→ Excerpted passage
+===+
LXVIII. However, by importunity and agitation, after the army had
descended into the plain of Pharsalus,[366] they compelled Pompeius to
hold a council of war, in which Labienus, who was commander of the
cavalry, got up first, and swore that he would not leave the battle
till he had routed the enemy; and they all swore to the same effect.
In the night Pompeius dreamed that as he was entering the theatre, the
people clapped, and that he was decorating a temple of Venus the
Victorious[367] with many spoils. And in some respects he was
encouraged, but in others rather depressed by the dream, lest fame and
glory should accrue from him to the race of Cæsar, which traced its
descent from Venus; and certain panic alarms which were rushing
through the camp aroused him. In the morning-watch a bright light[368]
shone forth above the camp of Cæsar, which was in a state of profound
tranquillity, and a flame-like torch springing from this light
descended upon the camp of Pompeius; and Cæsar himself says that he
witnessed this as he was visiting the watches. At daybreak, as Cæsar
was going to move to Scotussa,[369] and the soldiers were engaged in
taking down the tents and sending forward the beasts and
camp-followers, the scouts came with intelligence that they spied many
arms in the enemy's encampment moving backwards and forwards, and that
there was a movement and noise as of men coming out to battle. After
them others came announcing that the vanguard was already putting
itself in battle order. Upon this, Cæsar observing that the expected
day had arrived on which they would have to fight against men, and not
against hunger and poverty, quickly gave orders to hang out in front
of his tent the purple colours,[370] which is the signal for battle
among the Romans. The soldiers at the sight of it left their tents
with loud shouts and rejoicing and hurried to arms; as the centurions
led them to their several ranks, every man, just as if he belonged to
a chorus, without confusion, being well trained, quietly took his

LXIX. Pompeius commanded the right wing, intending to oppose Antonius;
in the centre he placed his father-in-law Scipio against Calvinus
Lucius;[371] and the left was commanded by Lucius Domitius, and
strengthened with the main body of the cavalry. For nearly all the
horsemen had crowded to that point, with the design of overpowering
Cæsar and cutting to pieces the tenth legion, which had a very great
reputation for courage, and Cæsar was accustomed to take his station
in this legion when he fought a battle. But Cæsar, observing that the
enemy's left wing was strengthened by so large a body of cavalry, and
fearing their brilliant equipment, summoned six cohorts from the
reserve, and placed them in the rear of the tenth legion, with orders
to keep quiet and not let the enemy see them; but as soon as the
cavalry advanced, they had orders to run forwards through the first
ranks, and not to throw their javelins, as the bravest soldiers are
used to do in their eagerness to get to fighting with the sword, but
to push upwards and to wound the eyes and faces of the enemy, for
those handsome, blooming pyrrichists would not keep their ground for
fear of their beauty being spoiled, nor would they venture to look at
the iron that was pushed right into their faces. Now Cæsar was thus
employed. But Pompeius, who was examining the order of battle from his
horse, observing that the enemy were quietly awaiting in their ranks
the moment of attack, and the greater part of his own army was not
still, but was in wavelike motion through want of experience and in
confusion, was alarmed lest his troops should be completely separated
at the beginning of the battle, and he commanded the front ranks to
stand with their spears presented, and keeping their ground in compact
order to receive the enemy's attack. But Cæsar finds fault[372] with
this generalship of Pompeius; for he says that he thus weakened the
force of the blows which a rapid assault produces; and the rush to
meet the advancing ranks, which more than anything else fills the mass
of the soldiers with enthusiasm and impetuosity in closing with the
enemy, and combined with the shouts and running increases the
courage - Pompeius, by depriving his men of this, fixed them to the
ground and damped them. On Cæsar's side the numbers were twenty-two
thousand; on the side of Pompeius the numbers[373] were somewhat more
than double.
+===+
→ Supplied records
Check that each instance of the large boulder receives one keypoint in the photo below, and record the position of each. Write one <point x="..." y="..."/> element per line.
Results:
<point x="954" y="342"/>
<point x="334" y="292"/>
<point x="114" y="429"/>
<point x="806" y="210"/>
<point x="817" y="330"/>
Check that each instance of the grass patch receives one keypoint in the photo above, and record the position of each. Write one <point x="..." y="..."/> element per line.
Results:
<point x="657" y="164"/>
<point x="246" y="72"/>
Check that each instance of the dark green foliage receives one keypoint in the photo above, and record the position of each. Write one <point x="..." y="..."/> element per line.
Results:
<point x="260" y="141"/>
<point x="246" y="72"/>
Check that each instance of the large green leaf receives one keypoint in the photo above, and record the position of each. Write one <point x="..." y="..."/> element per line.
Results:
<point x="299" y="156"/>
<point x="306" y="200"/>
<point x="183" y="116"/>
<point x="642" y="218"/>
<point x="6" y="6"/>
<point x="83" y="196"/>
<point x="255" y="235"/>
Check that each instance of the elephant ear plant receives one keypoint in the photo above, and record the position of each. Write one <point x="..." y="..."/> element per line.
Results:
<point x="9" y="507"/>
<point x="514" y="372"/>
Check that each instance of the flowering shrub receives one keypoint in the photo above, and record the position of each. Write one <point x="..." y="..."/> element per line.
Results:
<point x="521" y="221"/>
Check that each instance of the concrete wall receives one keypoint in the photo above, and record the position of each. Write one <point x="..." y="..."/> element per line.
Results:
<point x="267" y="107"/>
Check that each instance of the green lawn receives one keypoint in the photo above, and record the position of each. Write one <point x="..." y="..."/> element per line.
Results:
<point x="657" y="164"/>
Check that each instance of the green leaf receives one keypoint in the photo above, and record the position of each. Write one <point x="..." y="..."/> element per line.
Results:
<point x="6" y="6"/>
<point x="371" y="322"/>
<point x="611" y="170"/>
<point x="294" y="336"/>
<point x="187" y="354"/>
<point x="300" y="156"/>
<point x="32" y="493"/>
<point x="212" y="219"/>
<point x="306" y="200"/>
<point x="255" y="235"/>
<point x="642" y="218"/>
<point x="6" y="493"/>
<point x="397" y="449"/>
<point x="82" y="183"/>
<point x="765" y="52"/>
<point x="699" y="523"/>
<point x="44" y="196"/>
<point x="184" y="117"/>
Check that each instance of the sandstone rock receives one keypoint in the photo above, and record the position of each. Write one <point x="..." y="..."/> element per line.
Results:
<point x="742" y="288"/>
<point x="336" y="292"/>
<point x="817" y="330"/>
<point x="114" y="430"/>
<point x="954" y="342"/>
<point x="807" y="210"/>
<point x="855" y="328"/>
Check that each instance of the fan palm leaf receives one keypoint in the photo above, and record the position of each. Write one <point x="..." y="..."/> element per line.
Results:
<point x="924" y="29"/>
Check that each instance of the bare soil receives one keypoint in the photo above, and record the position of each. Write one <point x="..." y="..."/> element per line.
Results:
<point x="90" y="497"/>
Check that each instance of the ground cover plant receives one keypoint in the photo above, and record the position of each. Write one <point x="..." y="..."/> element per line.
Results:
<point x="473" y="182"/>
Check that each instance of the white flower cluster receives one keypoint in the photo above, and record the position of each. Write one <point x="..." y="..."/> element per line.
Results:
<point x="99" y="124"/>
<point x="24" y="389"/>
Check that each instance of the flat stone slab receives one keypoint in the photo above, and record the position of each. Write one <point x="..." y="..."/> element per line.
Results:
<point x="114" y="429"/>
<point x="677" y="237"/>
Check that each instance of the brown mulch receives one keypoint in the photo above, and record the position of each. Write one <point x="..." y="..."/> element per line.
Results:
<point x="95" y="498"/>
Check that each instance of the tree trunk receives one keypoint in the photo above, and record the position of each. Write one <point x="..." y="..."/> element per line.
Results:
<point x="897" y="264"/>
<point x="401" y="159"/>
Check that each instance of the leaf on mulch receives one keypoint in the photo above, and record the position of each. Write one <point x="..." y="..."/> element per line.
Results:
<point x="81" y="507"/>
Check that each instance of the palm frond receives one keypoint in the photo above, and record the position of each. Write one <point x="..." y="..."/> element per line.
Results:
+===+
→ What you need to do
Continue the account of the battle at Pharsalus from where it stops.

→ Reply
LXX.[374] And now, when the signal was given on both sides, and the
trumpet was beginning to urge them on to the conflict, every man of
this great mass was busy in looking after himself; but a few of the
Romans, the best, and some Greeks who were present, and not engaged in
the battle, as the conflict drew near, began to reflect to what a
condition ambition and rivalry had brought the Roman State. For
kindred arms and brotherly battalions and common standards,[375] and
the manhood and the might of a single state in such numbers, were
closing in battle, self-matched against self, an example of the
blindness of human nature and its madness, under the influence of
passion. For if they had now been satisfied quietly to govern and
enjoy what they had got, there was the largest and the best portion of
the earth and of the sea subject to them; and if they still wished to
gratify their love of trophies and of triumphs, and their thirst for
them, they might have their fill of Parthian or German wars. Scythia,
too, and the Indians were a labour in reserve, and ambition had a
reasonable pretext for such undertaking, the civilization of barbaric
nations. And what Scythian horse, or Parthian arrows, or Indian wealth
could have checked seventy thousand Romans advancing in arms under
Pompeius and Cæsar, whose name these nations heard of long before they
heard of the name of Rome? Such unsociable, and various, and savage
nations had they invaded and conquered. But now they engaged with one
another in battle, without even feeling any compunction about their
own glory, for which they spared not their native country, up to this
day having always borne the name of invincible. For the relationship
that had been made between them, and the charms of Julia, and that
marriage, were from the very first only deceitful and suspected
pledges of an alliance formed from interested motives, in which there
was not a particle of true friendship.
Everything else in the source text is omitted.